◆ **Textpassage**

* * * * *

Für viele ist er ein Euphemismus, ein überschätzter Kandidat auf den Posten eines großen deutschen Dichters. Die Ignoranz, sie ist schnell bei der Hand, wenn der Name Heinrich Heine in Literatenkreisen fällt. Dann wird gemäkelt: zu geringer Wortschatz, zu parfümiert, zu heiter, zu einfach, zu sehr Sing-Sang und die schrägsten Reime.

Marcel Reich-Ranicki gelingt es bereits in den ersten Sätzen seines Einleitungsessays den wahren Charakter, die wahre Schönheit und Vortrefflichkeit, die Einzigartigkeit und umfassende Pionierleistung von Heine hervorzuheben, was nicht einmal ein Kunststück ist, denn dieser Dichter war ein Unikum, ein widersprüchliches und leuchtendes. Die einzelnen Verdienste und Qualitäten von Heine werden in den vier Aufsätzen dieses Bandes immer wieder erwähnt, betont und veranschaulicht und auch wenn das Büchlein nicht als „Einführung“ in das Werk von Heine taugt, machen sie Lust darauf, die verschiedenen Teile seines Werks zu erforschen.

Gerade die drei letzten Texte werfen aber auch noch ein weiteres Kapitel der Person Heines auf und forschen nach den Wurzeln, den Antrieben seines Wirkens als Weltliterat, Kritiker und erotisch-sinnlicher Dichter. Eine große Rolle spricht Reich-Ranicki hier Heines emanzipiertem Judentum zu, ja macht es sogar zum Dreh- und Angelpunkt seiner geistigen Biographie. Im Zuge dieser Theorie gelingen viele Einblicke in Heines Persönlichkeit und es scheint am Ende gar nicht mehr so verwegen, Heine als Dichter der nie gefundenen Heimat, als ewig Unassimilierten zu sehen, der die Abweisung der Gesellschaft in seinen Liebesgedichten verarbeitet hat.

Um von Heine begeistert zu sein, muss man ihn selbst lesen. Aber um eine Ahnung dieser Begeisterung zu bekommen und auch ein bisschen mehr Background zu haben, lohnt es sich, diese gesammelten Aufsätze von Reich-Ranicki zu lesen.

Erwähnung zu Heine


“Sie saßen und tranken am Teetisch

und sprachen von Liebe viel.
Die Herren waren ästhetisch,
die Damen von zartem Gefühl.

Die Liebe muß sein platonisch,
der dürre Hofrat sprach.
Die Hofrätin lächelt ironisch,
und dennoch seufzet sie: Ach!

Der Domherr öffnet den Mund weit:
Die Liebe sei nicht zu roh,
sie schadet sonst der Gesundheit.
Das Fräulein lispelt: Wie so?

Die Gräfin spricht wehmütig:
Die Liebe ist eine Passion!
und präsentieret gütig
die Tasse dem Herrn Baron.

Am Tische war noch ein Plätzchen;
mein Liebchen, da hast du gefehlt.

* * * * *

◆ **Gestellte Aufgabe 1**
Welchem Aspekt von Heines Person weist Reich-Ranicki laut der Textpassage über Heine eine große Rolle zu?
◆ **Gestellte Aufgabe 2**
Greifen Sie den Text über Heine nach seiner letzten Zeile auf und führen Sie ihn weiter.

◆ **Quellenauszug**

* * * * *

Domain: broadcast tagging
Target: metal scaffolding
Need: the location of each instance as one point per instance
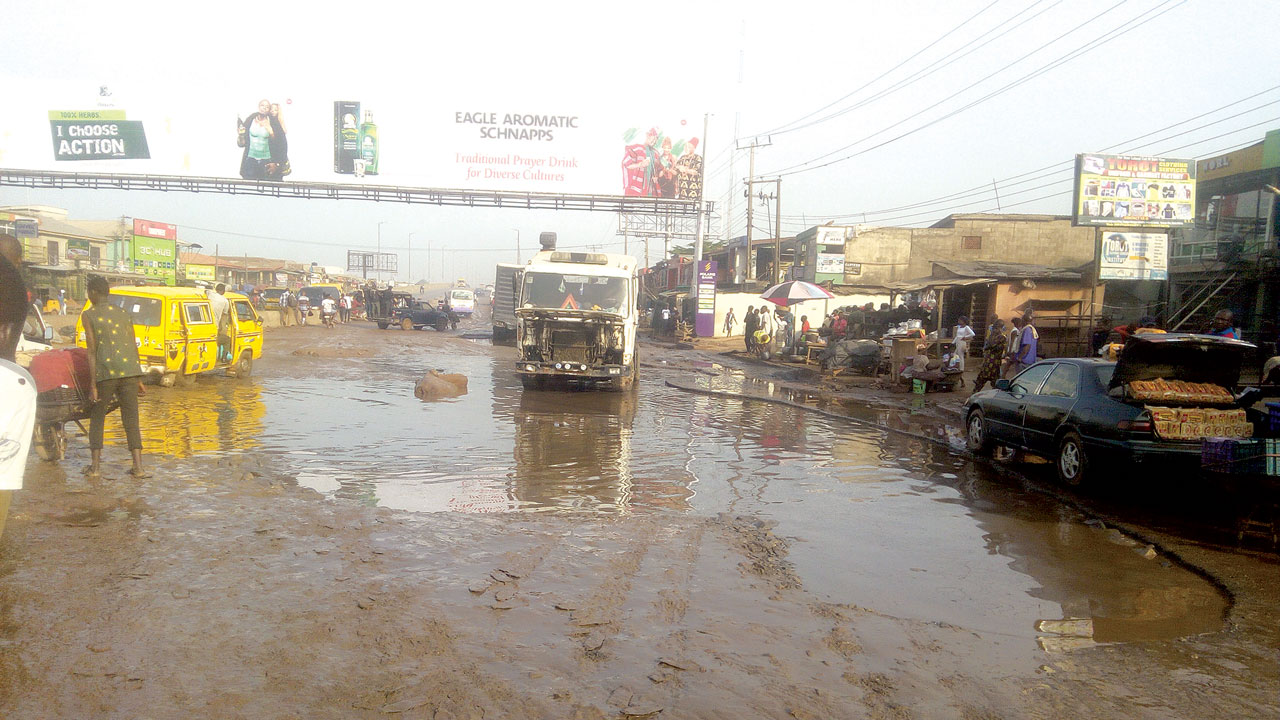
(682, 212)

* * * * *

◆ **Ergebnis 1**
Heines emanzipiertem Judentum.

◆ **Ergebnis 2**
Du hättest so hübsch, mein Schätzchen,
von deiner Liebe erzählt.”

Heinrich Heine, Meister der Melodie, gehört zu den präsentesten und, trotz vieler Nörgler, auch zu den bedeutendsten Dichtern und Denkern Deutschlands. Nicht nur ist er, neben Goethe, der meistvertonte Dichter, nein, er gehört auch zu der Art von klassischem Dichter, die man sofort wieder erkennt, in jedem Gedicht.
Was mich persönlich an ihm, immer wieder, freut und ihn mich wiederlesen lässt ist sein sicheres Wandeln in der Balance zwischen Romantik und Polemik, Melancholie und Ironie, Lied und Satire, Leichtigkeit und Ernst.

“Nichts ist vollkommen hier auf dieser Welt.
Der Rose ist der Stachel beigesellt;
Ich glaube gar, die lieben holden Engel
im Himmel droben sind nicht ohne Mängel.
[…]
Du bist, verehrte Frau, du selbst sogar
nicht fehlerfrei, nicht aller Mängel bar.
Du schaust mich an – du fragst mich, was dir fehle?
ein Busen, und im Busen eine Seele.”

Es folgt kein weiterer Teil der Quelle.